══ Dataset content ══
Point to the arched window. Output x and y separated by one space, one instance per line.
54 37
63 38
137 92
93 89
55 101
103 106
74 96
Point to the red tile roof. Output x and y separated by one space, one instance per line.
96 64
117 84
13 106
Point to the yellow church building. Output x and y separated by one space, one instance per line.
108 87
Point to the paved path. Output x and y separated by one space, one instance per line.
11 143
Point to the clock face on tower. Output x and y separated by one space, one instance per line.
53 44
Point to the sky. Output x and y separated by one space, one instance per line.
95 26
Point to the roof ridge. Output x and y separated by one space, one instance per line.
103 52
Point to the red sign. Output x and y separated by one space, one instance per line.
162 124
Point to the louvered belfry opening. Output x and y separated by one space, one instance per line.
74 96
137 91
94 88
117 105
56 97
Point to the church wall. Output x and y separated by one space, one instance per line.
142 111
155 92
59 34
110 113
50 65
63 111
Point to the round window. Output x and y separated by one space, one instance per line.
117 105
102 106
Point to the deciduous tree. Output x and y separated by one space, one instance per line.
═══
**What you should do:** Make an exact copy of the material above.

**Completed task:**
Point to the arched window. Output x and y separated by one space, one instance per line.
54 37
63 38
137 92
93 89
55 101
103 106
74 96
Point to the red tile roof. Output x and y separated by one space, one instance per line.
96 64
117 84
13 106
Point to the yellow church building. Output x and y separated by one space, one instance per line.
108 87
Point to the paved path. Output x and y separated by one space, one instance per line.
11 143
Point to the clock face on tower. Output x and y separated by one space, one instance per line.
53 44
Point to the sky. Output x and y separated by one space, one instance per line.
95 26
Point to the roof ridge. Output x and y separated by one space, one instance per line.
103 52
Point to the red sign. Output x and y separated by one space, one instance per line.
162 124
Point to the louvered belfry opening. Output x and y separated by one space, one instance per line.
74 96
137 91
94 88
117 105
56 97
Point to the church wall. Output x and y separated by one space, one instance per line.
142 111
155 92
59 34
110 113
50 65
63 111
Point to the round window. Output x and y separated by one space, one instance per line.
117 105
102 106
Point to the deciduous tree. Output x and y separated by one space, one instance per line.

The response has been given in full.